Stored rows:

##########

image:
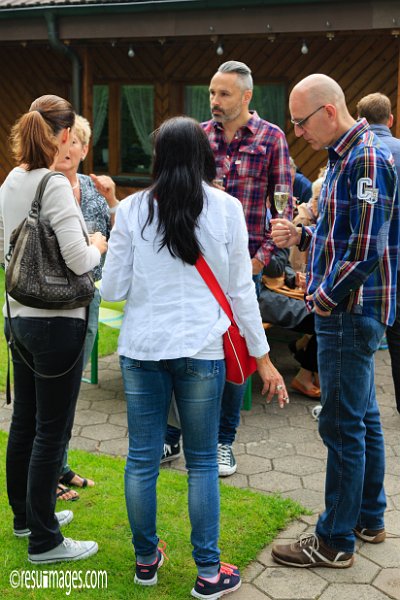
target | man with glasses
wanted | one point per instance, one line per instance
(351, 287)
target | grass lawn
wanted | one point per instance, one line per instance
(108, 339)
(249, 521)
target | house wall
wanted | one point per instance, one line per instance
(360, 63)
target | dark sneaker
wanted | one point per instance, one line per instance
(311, 551)
(147, 574)
(63, 517)
(68, 550)
(171, 452)
(373, 536)
(229, 581)
(226, 461)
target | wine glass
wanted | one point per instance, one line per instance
(281, 197)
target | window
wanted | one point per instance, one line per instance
(123, 120)
(268, 100)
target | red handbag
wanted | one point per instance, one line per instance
(239, 364)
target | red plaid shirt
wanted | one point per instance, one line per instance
(252, 164)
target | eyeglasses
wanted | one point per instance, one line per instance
(302, 122)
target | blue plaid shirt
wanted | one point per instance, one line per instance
(252, 164)
(354, 245)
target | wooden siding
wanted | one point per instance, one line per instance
(360, 63)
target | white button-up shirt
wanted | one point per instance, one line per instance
(170, 311)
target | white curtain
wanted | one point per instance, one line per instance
(197, 102)
(100, 109)
(140, 101)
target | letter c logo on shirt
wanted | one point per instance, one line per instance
(366, 192)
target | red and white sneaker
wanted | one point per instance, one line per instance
(229, 581)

##########

Revise the rows starting at the line that contains "target | red and white sneaker" and ending with the last row, changing "sneaker" to "shoe" and leaving everything else as it is.

target | red and white shoe
wanted | one point per instance, one line per instance
(229, 581)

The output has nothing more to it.